PROBLEM REQUIREMENTS: Please copy the records below line for line, leaving out the pictures.

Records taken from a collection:
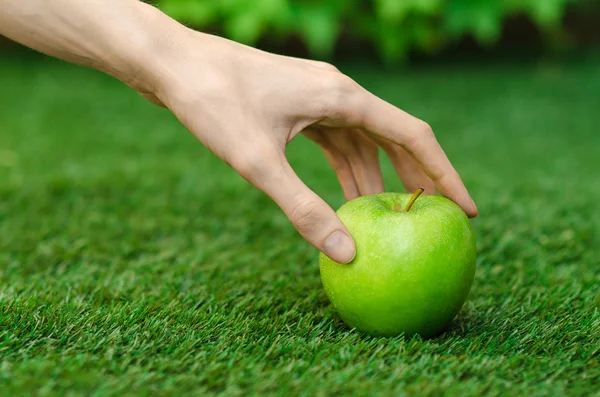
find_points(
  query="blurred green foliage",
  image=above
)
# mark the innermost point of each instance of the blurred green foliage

WRITTEN ANSWER:
find_points(
  query="blurred green foliage",
  image=above
)
# mark the innermost point of each instance of the blurred green foliage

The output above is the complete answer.